**THE PROBLEM:**
Count how many lines of the entries below contain the string "item", matching case exactly. Give only the number.

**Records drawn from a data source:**
•••••

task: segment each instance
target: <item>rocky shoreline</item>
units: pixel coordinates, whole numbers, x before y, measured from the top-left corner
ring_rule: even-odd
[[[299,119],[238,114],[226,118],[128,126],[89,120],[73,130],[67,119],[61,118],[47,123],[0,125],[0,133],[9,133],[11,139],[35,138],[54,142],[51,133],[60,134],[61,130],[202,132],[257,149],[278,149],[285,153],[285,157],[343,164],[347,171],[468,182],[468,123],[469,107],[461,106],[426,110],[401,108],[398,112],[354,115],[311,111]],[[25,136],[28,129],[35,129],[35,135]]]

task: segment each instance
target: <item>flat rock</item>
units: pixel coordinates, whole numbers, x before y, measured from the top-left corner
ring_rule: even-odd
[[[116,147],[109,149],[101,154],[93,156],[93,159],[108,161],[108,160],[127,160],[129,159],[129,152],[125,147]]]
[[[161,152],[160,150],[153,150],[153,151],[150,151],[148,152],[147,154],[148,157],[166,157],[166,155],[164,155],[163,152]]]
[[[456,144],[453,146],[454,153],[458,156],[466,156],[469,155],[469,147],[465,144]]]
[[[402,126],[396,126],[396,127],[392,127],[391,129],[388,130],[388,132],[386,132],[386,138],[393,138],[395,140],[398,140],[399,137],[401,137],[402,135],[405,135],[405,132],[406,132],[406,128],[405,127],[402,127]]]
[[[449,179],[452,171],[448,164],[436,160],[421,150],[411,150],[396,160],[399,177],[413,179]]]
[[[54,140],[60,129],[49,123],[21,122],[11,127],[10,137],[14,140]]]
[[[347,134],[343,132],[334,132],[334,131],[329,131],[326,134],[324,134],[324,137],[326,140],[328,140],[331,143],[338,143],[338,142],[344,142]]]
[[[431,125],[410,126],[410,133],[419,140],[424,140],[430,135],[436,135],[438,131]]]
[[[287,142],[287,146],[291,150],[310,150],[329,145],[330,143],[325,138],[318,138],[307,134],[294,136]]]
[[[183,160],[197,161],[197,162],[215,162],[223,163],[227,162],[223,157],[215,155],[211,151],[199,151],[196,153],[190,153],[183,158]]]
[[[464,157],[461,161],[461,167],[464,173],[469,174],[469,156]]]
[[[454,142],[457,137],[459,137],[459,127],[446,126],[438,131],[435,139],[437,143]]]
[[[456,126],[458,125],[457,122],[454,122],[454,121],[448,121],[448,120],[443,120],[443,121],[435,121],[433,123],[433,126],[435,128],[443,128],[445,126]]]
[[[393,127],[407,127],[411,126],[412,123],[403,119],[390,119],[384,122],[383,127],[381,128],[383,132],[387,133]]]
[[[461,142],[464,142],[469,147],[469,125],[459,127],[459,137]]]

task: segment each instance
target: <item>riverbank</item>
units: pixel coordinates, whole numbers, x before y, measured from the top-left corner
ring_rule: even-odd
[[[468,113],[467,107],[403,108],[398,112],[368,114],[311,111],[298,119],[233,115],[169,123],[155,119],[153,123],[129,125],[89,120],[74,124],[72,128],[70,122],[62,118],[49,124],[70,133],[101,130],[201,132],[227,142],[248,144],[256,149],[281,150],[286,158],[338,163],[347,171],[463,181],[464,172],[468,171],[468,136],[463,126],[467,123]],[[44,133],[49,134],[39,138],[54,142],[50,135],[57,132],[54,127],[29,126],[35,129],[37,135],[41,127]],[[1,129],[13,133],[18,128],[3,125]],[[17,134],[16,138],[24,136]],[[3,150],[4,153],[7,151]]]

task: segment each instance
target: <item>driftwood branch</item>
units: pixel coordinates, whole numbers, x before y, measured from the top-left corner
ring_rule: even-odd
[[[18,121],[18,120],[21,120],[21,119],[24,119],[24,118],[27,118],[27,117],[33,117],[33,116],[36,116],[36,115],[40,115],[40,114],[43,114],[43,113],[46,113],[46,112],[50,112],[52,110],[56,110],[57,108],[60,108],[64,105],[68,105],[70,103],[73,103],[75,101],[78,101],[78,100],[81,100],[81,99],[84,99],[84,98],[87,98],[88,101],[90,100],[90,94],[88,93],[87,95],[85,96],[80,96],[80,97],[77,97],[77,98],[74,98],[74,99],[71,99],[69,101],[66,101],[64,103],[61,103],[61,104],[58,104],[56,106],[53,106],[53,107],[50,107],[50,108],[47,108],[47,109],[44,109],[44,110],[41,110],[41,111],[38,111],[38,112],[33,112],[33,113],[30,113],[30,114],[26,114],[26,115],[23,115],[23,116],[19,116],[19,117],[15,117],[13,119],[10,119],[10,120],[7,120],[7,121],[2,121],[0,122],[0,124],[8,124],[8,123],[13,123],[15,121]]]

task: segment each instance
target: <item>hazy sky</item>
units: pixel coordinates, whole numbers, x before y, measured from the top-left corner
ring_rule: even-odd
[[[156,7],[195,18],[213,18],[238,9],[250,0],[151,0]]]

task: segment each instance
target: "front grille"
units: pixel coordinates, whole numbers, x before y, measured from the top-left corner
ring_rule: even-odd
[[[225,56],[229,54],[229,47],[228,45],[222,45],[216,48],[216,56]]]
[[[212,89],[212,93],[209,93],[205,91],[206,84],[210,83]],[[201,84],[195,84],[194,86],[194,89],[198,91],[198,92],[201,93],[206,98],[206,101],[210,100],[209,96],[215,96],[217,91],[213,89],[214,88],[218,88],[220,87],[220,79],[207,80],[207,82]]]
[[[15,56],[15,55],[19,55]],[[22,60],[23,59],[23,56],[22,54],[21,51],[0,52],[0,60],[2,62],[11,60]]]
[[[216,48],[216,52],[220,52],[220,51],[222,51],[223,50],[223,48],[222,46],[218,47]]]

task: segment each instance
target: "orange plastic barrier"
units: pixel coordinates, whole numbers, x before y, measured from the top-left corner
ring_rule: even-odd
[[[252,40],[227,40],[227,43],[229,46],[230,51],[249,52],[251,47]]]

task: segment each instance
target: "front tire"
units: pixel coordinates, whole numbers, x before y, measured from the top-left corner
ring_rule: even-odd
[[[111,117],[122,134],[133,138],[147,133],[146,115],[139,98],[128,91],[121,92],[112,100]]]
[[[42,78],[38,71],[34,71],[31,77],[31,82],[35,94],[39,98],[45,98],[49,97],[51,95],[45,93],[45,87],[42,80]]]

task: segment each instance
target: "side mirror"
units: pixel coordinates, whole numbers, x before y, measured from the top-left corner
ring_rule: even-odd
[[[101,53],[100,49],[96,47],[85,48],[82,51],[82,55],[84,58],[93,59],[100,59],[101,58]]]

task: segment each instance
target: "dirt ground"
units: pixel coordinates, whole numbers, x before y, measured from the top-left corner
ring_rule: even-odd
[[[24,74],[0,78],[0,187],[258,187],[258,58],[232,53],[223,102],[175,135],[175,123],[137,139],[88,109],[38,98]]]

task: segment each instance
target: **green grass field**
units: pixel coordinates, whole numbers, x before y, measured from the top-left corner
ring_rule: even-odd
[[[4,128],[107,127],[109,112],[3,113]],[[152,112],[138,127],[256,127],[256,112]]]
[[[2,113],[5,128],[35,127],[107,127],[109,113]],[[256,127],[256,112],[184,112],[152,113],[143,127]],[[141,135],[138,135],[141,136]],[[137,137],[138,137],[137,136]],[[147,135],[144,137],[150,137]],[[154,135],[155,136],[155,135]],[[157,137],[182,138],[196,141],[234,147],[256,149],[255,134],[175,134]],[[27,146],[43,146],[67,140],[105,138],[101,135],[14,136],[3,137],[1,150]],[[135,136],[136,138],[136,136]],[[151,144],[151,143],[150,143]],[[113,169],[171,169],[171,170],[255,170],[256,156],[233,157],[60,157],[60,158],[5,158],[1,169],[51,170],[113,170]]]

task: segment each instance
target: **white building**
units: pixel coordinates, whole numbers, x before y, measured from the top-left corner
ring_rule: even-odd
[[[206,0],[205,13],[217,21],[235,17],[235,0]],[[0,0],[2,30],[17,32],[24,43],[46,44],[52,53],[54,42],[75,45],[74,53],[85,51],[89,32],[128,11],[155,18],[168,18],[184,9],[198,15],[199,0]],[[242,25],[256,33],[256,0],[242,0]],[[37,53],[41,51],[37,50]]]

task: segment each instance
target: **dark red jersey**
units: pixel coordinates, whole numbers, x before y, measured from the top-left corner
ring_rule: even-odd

•••••

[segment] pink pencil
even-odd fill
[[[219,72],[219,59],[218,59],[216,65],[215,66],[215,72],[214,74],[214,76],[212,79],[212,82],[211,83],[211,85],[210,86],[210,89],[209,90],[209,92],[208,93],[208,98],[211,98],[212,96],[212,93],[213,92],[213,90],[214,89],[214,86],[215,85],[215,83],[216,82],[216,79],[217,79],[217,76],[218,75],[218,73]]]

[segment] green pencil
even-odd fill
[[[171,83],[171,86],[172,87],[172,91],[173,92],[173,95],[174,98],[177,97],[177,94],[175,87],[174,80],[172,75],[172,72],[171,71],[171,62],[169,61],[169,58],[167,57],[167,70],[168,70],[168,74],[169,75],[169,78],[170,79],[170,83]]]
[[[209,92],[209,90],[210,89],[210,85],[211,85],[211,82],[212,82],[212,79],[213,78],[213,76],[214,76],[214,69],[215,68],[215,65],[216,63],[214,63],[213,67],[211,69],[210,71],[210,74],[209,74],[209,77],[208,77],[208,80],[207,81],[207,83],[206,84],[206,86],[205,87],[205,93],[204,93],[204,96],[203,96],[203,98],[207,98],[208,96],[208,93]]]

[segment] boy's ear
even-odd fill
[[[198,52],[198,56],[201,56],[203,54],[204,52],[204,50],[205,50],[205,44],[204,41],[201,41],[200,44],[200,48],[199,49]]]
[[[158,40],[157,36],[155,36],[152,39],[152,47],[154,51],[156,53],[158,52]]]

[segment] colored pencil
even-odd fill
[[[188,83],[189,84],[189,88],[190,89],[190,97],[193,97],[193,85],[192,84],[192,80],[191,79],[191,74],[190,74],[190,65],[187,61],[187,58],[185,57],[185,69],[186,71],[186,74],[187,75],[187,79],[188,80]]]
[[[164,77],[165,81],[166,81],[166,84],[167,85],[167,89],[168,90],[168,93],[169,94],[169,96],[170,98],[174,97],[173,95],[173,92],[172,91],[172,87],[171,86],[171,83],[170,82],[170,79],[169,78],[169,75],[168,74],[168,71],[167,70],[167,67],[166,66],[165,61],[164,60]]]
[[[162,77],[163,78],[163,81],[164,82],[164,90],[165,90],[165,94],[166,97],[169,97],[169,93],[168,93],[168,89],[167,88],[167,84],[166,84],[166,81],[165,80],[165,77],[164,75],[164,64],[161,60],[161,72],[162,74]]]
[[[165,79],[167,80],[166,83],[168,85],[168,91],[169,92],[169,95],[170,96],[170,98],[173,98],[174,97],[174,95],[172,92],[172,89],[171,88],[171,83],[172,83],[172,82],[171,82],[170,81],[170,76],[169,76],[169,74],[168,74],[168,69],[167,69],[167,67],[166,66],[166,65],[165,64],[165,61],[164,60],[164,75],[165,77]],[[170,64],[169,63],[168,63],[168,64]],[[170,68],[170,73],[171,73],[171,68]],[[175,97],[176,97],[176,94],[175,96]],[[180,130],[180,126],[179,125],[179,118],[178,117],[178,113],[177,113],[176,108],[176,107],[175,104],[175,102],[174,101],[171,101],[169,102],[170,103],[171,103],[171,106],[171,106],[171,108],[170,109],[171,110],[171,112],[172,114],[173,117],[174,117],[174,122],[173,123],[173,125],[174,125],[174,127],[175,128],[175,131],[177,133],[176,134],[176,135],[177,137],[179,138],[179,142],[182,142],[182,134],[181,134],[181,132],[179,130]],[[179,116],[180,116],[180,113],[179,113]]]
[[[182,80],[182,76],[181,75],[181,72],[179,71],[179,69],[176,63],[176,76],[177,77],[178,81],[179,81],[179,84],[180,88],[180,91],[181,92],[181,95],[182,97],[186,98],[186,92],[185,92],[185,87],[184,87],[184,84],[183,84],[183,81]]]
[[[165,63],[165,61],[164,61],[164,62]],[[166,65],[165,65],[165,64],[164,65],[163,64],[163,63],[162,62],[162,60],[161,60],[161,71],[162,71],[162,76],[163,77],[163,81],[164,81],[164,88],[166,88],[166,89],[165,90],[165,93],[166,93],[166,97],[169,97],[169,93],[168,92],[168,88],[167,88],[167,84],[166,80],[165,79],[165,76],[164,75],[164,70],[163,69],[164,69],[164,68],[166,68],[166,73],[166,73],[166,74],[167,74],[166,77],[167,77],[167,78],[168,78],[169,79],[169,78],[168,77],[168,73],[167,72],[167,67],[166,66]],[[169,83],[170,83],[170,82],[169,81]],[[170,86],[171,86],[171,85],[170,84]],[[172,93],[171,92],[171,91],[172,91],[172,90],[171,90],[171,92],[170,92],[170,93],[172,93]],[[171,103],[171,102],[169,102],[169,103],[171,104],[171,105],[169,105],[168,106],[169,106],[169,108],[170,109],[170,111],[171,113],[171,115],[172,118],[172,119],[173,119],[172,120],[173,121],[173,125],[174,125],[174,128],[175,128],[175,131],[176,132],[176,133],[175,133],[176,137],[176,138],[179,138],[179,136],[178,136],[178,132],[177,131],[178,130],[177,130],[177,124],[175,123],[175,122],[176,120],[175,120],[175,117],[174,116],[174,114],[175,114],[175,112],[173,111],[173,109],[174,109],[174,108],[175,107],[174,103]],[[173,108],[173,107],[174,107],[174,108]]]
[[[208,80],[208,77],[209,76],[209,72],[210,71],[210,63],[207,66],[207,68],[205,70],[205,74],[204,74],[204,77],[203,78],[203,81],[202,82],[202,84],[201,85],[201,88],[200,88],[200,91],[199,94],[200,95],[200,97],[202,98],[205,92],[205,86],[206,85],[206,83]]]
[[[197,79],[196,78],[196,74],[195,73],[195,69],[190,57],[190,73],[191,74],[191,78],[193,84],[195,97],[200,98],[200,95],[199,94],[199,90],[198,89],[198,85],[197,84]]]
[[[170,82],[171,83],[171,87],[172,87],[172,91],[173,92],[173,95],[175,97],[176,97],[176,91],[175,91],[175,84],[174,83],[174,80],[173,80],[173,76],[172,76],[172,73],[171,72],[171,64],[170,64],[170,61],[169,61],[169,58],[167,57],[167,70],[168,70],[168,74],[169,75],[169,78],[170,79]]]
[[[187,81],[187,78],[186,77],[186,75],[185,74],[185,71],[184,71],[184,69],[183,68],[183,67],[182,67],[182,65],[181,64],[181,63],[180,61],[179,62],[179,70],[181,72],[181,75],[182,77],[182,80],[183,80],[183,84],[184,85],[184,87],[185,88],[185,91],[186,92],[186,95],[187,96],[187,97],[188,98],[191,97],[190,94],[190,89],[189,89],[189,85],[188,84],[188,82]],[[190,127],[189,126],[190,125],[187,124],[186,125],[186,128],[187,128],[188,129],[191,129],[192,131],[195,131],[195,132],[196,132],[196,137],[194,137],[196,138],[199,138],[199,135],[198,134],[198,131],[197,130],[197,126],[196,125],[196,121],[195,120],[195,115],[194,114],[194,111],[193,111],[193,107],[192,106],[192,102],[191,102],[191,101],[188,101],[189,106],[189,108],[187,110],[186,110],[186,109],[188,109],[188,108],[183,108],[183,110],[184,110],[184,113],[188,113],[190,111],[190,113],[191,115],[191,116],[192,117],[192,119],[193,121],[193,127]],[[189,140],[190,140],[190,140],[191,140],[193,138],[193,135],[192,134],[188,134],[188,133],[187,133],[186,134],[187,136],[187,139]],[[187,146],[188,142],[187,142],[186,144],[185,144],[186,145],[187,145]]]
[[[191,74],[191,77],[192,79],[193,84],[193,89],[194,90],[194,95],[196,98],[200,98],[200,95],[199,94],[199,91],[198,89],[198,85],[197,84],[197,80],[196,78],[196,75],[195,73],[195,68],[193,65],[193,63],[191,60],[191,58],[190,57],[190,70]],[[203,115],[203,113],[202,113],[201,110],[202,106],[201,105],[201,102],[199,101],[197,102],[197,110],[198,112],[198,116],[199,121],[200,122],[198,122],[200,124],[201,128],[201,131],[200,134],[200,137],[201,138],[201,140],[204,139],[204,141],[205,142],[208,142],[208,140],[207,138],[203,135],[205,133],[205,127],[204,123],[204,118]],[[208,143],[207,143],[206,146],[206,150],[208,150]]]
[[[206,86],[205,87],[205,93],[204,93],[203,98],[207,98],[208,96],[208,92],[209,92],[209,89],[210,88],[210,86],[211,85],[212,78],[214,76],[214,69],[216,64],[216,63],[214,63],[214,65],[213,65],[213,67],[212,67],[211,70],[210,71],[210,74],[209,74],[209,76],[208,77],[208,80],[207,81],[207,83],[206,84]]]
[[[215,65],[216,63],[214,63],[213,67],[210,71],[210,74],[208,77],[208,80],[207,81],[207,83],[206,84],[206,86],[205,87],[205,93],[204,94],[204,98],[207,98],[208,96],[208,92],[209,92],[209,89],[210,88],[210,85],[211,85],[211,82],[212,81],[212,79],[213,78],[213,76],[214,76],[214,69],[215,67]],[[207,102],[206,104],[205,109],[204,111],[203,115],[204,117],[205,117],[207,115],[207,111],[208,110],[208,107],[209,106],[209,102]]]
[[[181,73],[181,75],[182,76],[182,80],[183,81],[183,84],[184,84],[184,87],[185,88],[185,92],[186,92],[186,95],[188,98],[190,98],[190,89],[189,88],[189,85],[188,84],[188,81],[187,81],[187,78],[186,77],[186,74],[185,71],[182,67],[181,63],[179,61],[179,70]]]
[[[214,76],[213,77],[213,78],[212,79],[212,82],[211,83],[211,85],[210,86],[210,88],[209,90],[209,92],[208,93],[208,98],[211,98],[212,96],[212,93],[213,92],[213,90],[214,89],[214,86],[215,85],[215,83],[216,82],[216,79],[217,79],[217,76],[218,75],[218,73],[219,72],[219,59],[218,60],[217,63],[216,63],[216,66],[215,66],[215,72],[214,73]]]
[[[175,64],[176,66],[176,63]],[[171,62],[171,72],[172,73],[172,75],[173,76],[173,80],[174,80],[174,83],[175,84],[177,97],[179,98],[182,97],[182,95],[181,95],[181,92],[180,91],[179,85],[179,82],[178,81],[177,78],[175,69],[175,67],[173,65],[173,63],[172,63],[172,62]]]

•••••

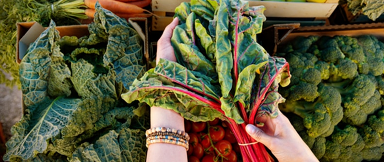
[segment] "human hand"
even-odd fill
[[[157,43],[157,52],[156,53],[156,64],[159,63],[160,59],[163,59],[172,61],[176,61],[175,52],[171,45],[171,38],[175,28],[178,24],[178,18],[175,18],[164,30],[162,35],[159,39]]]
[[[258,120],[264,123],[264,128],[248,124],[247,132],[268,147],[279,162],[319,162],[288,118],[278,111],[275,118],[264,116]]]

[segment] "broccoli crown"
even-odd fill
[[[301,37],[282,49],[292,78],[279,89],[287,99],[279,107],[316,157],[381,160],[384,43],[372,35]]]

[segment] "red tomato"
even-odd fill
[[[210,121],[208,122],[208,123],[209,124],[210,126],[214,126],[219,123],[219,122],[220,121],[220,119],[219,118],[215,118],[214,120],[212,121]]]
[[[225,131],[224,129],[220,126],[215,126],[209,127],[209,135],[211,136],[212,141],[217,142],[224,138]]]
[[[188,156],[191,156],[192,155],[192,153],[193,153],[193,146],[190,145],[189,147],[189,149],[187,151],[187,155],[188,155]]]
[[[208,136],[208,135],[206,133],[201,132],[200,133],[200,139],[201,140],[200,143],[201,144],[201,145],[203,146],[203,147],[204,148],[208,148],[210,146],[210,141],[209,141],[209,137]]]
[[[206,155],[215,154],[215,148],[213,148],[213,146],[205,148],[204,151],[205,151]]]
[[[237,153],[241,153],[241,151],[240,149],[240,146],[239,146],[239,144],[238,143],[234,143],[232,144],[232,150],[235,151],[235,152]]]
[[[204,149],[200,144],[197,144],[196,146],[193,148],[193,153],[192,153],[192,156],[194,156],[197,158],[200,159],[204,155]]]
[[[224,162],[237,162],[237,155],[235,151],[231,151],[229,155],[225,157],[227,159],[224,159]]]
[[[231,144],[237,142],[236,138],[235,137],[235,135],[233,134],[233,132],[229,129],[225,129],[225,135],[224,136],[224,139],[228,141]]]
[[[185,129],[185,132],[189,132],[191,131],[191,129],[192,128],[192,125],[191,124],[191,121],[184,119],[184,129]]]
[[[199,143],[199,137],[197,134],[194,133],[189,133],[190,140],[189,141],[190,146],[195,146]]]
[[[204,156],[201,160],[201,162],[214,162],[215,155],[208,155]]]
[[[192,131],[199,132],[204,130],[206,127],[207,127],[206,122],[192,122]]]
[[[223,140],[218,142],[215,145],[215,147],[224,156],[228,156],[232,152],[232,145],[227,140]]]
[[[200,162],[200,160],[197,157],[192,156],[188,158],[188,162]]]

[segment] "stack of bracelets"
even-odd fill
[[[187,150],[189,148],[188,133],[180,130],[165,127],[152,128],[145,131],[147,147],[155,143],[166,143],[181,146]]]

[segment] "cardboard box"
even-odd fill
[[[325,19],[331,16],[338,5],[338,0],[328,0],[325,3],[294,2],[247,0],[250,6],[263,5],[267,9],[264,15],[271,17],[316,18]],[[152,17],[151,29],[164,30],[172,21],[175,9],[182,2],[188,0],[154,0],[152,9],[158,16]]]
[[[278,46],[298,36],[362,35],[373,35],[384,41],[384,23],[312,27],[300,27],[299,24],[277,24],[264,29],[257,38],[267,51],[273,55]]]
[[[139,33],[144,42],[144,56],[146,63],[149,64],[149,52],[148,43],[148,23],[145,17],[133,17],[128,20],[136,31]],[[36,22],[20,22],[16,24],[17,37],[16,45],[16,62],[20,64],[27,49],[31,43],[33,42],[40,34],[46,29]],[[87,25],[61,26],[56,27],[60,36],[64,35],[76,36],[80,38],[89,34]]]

•••••

**TASK RESPONSE:**
5